将下面全部条目逐字照抄一遍，答案中不要包含图片。

━━━━━━━━━━━━━━━━━━━━

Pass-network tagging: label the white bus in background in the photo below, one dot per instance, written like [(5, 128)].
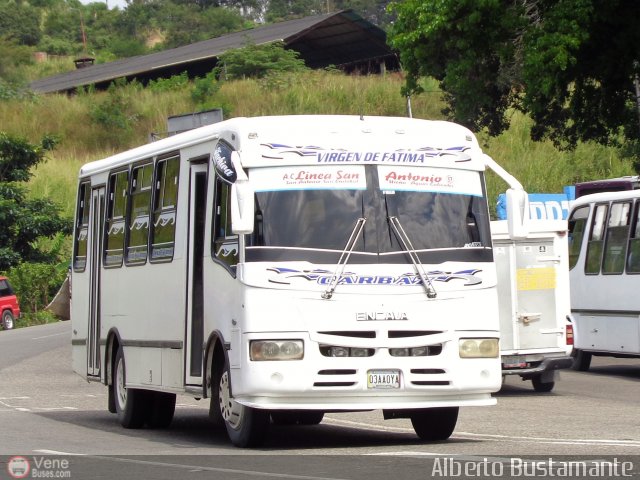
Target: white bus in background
[(288, 266), (604, 253)]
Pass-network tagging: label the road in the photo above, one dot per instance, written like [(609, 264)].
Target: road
[(46, 409)]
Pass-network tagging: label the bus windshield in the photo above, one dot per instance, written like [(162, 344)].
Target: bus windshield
[(439, 219)]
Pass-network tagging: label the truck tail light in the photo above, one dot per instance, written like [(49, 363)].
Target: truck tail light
[(569, 335)]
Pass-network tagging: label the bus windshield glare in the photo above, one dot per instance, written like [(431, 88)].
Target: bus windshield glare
[(321, 215)]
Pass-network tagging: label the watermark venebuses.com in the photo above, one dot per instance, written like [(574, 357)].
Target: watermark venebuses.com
[(447, 467), (38, 467)]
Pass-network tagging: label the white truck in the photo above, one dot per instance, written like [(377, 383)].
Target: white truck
[(536, 334)]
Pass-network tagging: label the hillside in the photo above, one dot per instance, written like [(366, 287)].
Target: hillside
[(94, 125)]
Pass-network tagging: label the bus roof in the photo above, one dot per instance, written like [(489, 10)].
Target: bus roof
[(301, 139), (605, 197)]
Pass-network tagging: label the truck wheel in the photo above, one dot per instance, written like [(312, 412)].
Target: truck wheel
[(297, 417), (581, 360), (540, 386), (130, 402), (162, 406), (432, 424), (246, 426), (7, 320)]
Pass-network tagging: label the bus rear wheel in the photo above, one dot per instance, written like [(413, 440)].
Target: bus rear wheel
[(246, 426), (540, 386), (433, 424), (581, 360), (130, 402)]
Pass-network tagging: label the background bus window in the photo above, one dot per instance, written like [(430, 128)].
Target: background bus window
[(633, 259), (225, 243), (82, 228), (140, 205), (594, 247), (615, 249), (577, 226), (116, 209), (164, 209)]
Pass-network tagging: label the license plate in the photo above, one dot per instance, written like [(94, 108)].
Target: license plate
[(514, 361), (383, 379)]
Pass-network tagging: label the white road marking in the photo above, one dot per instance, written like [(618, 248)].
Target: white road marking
[(52, 335), (56, 452)]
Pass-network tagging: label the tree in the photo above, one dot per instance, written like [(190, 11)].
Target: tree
[(256, 61), (569, 64), (20, 22), (24, 221)]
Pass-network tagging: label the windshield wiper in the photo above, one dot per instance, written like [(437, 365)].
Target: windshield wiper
[(344, 257), (408, 247)]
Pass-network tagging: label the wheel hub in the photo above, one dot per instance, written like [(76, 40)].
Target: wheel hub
[(230, 410)]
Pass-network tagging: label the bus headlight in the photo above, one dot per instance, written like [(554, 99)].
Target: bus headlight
[(478, 348), (266, 350)]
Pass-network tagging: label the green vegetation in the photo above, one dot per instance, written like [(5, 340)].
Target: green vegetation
[(573, 66)]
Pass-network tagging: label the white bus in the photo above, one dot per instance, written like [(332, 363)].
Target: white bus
[(604, 257), (288, 266)]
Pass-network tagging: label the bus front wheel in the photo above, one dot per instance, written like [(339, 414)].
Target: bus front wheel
[(246, 426), (7, 320), (433, 424), (130, 403)]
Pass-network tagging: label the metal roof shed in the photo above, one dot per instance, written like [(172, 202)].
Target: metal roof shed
[(343, 39)]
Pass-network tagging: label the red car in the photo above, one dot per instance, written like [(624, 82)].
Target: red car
[(8, 304)]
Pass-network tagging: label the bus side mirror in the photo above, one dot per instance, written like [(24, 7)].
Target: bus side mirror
[(517, 213), (242, 208)]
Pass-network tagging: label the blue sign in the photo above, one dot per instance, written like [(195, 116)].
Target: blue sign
[(542, 206)]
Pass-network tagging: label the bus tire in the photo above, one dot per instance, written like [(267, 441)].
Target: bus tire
[(246, 426), (433, 424), (297, 417), (581, 360), (540, 386), (130, 402), (7, 320), (161, 408)]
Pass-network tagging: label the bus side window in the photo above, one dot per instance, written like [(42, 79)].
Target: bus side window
[(633, 259), (615, 249), (594, 247), (115, 227), (81, 227), (577, 225), (139, 209), (163, 231), (225, 243)]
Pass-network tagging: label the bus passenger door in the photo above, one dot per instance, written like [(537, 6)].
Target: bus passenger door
[(95, 263), (195, 309)]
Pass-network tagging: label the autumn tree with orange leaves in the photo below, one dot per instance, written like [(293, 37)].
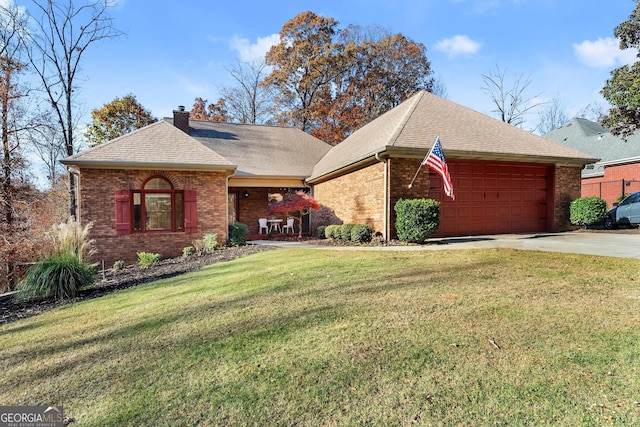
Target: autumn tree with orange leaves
[(330, 82), (119, 117), (295, 205)]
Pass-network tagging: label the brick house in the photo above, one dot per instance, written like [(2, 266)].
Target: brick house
[(617, 172), (160, 187)]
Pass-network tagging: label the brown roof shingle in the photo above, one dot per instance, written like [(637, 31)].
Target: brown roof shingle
[(262, 150), (158, 145), (464, 134)]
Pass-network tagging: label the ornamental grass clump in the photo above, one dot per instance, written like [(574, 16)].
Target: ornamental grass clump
[(345, 231), (57, 277), (65, 269)]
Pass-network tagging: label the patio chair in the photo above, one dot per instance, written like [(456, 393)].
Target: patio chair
[(288, 226), (263, 225)]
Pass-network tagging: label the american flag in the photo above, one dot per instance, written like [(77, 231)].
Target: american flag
[(435, 160)]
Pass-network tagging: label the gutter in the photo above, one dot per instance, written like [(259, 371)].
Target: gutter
[(96, 164), (385, 210)]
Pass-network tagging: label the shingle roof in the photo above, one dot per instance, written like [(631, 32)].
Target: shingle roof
[(158, 145), (597, 141), (464, 134), (262, 150)]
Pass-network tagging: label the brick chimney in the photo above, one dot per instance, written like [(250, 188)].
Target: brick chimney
[(181, 119)]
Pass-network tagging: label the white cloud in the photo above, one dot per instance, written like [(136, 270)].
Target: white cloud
[(458, 45), (257, 50), (603, 53)]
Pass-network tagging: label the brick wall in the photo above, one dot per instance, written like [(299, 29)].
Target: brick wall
[(354, 198), (401, 172), (610, 187), (97, 205), (567, 188)]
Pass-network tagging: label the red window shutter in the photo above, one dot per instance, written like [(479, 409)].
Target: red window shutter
[(190, 212), (123, 212)]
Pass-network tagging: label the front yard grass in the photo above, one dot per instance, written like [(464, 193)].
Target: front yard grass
[(322, 337)]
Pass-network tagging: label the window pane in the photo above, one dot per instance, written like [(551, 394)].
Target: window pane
[(157, 184), (137, 212), (179, 212), (158, 207)]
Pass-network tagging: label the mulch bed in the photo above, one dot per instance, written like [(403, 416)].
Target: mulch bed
[(113, 280)]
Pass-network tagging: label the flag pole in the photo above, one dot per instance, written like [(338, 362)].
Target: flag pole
[(423, 160)]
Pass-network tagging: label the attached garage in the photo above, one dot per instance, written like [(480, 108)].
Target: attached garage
[(495, 197), (505, 180)]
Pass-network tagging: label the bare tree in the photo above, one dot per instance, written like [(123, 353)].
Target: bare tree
[(511, 100), (12, 27), (595, 112), (552, 116), (65, 31), (438, 88), (248, 101), (48, 145)]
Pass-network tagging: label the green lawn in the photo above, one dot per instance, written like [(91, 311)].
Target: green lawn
[(315, 337)]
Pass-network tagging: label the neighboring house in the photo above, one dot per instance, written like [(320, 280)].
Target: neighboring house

━━━━━━━━━━━━━━━━━━━━

▶ [练习结果]
Pass-network tagging: label the white bus in background in the photo below, one dot per instance, written like [(5, 128)].
Target: white bus in background
[(288, 266), (604, 253)]
Pass-network tagging: label the road in the photo above, one dot per instance, written like [(609, 264)].
Target: road
[(46, 409)]
Pass-network tagging: label the bus windshield in the photo above, one dot per instance, written like [(162, 344)].
Target: bus windshield
[(439, 219)]
Pass-network tagging: label the truck tail light in the photo above, one dot per instance, written like [(49, 363)].
Target: truck tail light
[(569, 335)]
Pass-network tagging: label the bus windshield glare in the photo above, one dot per instance, written like [(431, 88)].
Target: bus windshield glare
[(321, 215)]
Pass-network tagging: label the watermark venebuses.com in the photo above, one dot per instance, written like [(574, 357)].
Target: watermark venebuses.com
[(447, 467), (38, 467)]
Pass-network tagging: label the white truck in the photo above, one dot per instance, written like [(377, 383)].
Target: white truck
[(536, 334)]
Pass-network tagging: label the hillside in the photo above, one dot per instance, written like [(366, 287)].
Target: hillside
[(94, 125)]
Pass-network tagging: label the bus roof in the photo above, one dot per instance, written like [(489, 10)].
Target: bus roof
[(301, 139), (605, 197)]
Pass-network tagging: label the truck wheel in the photo above, one dot per instance, written like [(312, 412)].
Target: truck wheel
[(297, 417), (581, 360), (540, 386), (130, 402), (162, 406), (432, 424), (246, 426), (7, 320)]
Pass-network tagging: label the bus rear wheel in the photo above, one dot per instance, written like [(413, 440)].
Target: bus rear wheel
[(246, 426), (540, 386), (433, 424), (581, 360), (130, 402)]
Pass-network tagging: label the background bus window in the photo above, one dot per instance, written like [(430, 128)].
Target: background bus window
[(633, 259), (225, 243), (82, 228), (140, 205), (594, 247), (615, 249), (577, 226), (116, 209), (164, 209)]
Pass-network tagging: label the license plate in the photo above, one dot per instance, written like [(94, 108)].
Target: license plate
[(514, 361), (383, 379)]
Pass-network tagging: label the white road marking in the photo above, one dot per instance, written like [(618, 248)].
Target: white road marking
[(52, 335), (56, 452)]
Pass-network tagging: label the tree in the photo above, one dot per instance, written like [(190, 11)].
Target: tree
[(256, 61), (569, 64), (20, 22), (24, 221)]
Pass-network tagging: label the windshield wiper in the photo above, one dot per instance, written like [(437, 365)].
Target: windshield wiper
[(344, 257), (408, 247)]
Pass-network tagging: label the wheel hub in the photo above, one dot per instance, written like [(76, 40)].
Target: wheel hub
[(230, 410)]
Pass-network tagging: label the bus headlight in the photo above, one dot per instance, written like [(554, 99)].
Target: bus headlight
[(478, 348), (266, 350)]
Pass-network tagging: label the green vegetation in the photo above, one dot per instance, written like [(5, 340)].
Target: green vegetation
[(573, 66)]
Pass-network tagging: label the white bus in the photo above, one dot per instance, written like [(332, 363)].
Target: white bus
[(604, 257), (288, 266)]
Pass-network tagging: label the bus front wheel in the photo above, one dot per instance, written like [(339, 414)].
Target: bus front wheel
[(246, 426), (7, 320), (433, 424), (130, 403)]
Pass-network tagging: label the metal roof shed in the photo above, one dot per instance, written like [(172, 202)].
Target: metal roof shed
[(343, 39)]
Pass-network tagging: label the red car in the photo above, one dot per instance, written like [(624, 82)].
Target: red car
[(8, 304)]
Pass-network tagging: label the bus side mirror in the photo above, one dot per instance, written like [(24, 7)].
Target: bus side mirror
[(517, 213), (242, 208)]
Pass-network tagging: label the blue sign in the photo above, one dot per instance, written like [(195, 116)].
Target: blue sign
[(542, 206)]
Pass-network tagging: label the bus tire in the photo above, one dot per instance, written like [(267, 441)].
Target: bus tire
[(246, 426), (433, 424), (297, 417), (581, 360), (540, 386), (130, 402), (7, 320), (161, 408)]
Pass-network tagging: label the bus side window in the photo above, one dot per instance, written like [(42, 79)].
Target: bus side window
[(633, 259), (615, 249), (594, 247), (115, 227), (81, 227), (577, 225), (139, 209), (163, 231), (225, 243)]
Pass-network tagging: label the bus passenger door in the photo above, one dot per instance, written like [(537, 6)].
Target: bus passenger door
[(95, 263), (195, 309)]
Pass-network tagging: label the autumn tree with orange leaves in the photo below, one dot per instance, written like [(293, 37)].
Target: autumn tree with orange leaves
[(330, 82), (119, 117), (295, 205)]
Pass-network tagging: label the brick house in the photo above, one dot per instance, written like [(2, 266)].
Target: brick house
[(617, 172), (160, 187)]
Pass-network tagging: label the brown roof shingle in the photo above, one dot per instance, written like [(637, 31)].
Target: brown roof shingle
[(262, 150), (158, 145), (464, 134)]
Pass-network tagging: label the ornamental grass clump in the photo above, one dot per instance, written like [(574, 16)].
Target: ornamental grass clump
[(345, 231), (57, 277), (65, 269)]
Pass-network tagging: label the patio chair in the photo above, one dot per instance, written like [(456, 393)].
Target: patio chair
[(288, 226), (263, 225)]
Pass-network tagging: label the american flag in the photo above, one dot per instance, written like [(77, 231)].
Target: american flag
[(435, 160)]
Pass-network tagging: label the gutter in the photo above, one dot per instance, written like [(259, 371)].
Target: gutter
[(96, 164), (385, 210)]
Pass-network tagging: label the shingle roof in the photo above, one dot per instance, written like [(631, 32)].
Target: shingle roof
[(158, 145), (597, 141), (464, 134), (262, 150)]
Pass-network tagging: label the brick chimney in the photo above, one dot per instance, written like [(250, 188)].
Target: brick chimney
[(181, 119)]
Pass-network tagging: label the white cloud in the photo above, one dot per instance, written like [(136, 270)].
Target: white cloud
[(458, 45), (257, 50), (603, 53)]
Pass-network tagging: label the brick wall in the photo above, one dot per instance, written like [(299, 29)].
Target: brick wall
[(354, 198), (401, 172), (610, 187), (97, 205), (567, 188)]
Pass-network tagging: label the red window shutter in the photo above, one dot per instance, written like [(479, 409)].
Target: red window shutter
[(190, 212), (123, 212)]
Pass-network tagging: label the front yard grass in the photo above, one dot per instance, written like [(464, 193)].
Target: front yard grass
[(322, 337)]
Pass-network tagging: label the window pane in the photo above, one dot per instance, written like [(551, 394)].
Target: window pane
[(157, 184), (137, 212), (179, 212), (158, 207)]
Pass-network tagging: label the mulch bed in the photo above, one dot per instance, written like [(403, 416)].
Target: mulch bed
[(113, 280)]
Pass-network tagging: label the flag pole in the photo above, one dot per instance, written like [(338, 362)].
Target: flag pole
[(423, 160)]
Pass-network tagging: label the attached garage in the photo above, one dot per instance, written like [(480, 108)].
Target: attached garage
[(495, 197), (505, 180)]
Pass-network tagging: label the bare tree in the photo above, one dot per instance, written like [(123, 353)].
Target: bare tree
[(511, 100), (12, 27), (595, 112), (552, 116), (65, 31), (438, 88), (248, 101), (48, 145)]
Pass-network tagging: label the green lawn in the photo above, one dot per instance, written like [(91, 311)].
Target: green lawn
[(315, 337)]
Pass-network tagging: label the neighboring house in the photo above, one dot per instance, written like [(320, 280)].
Target: neighboring house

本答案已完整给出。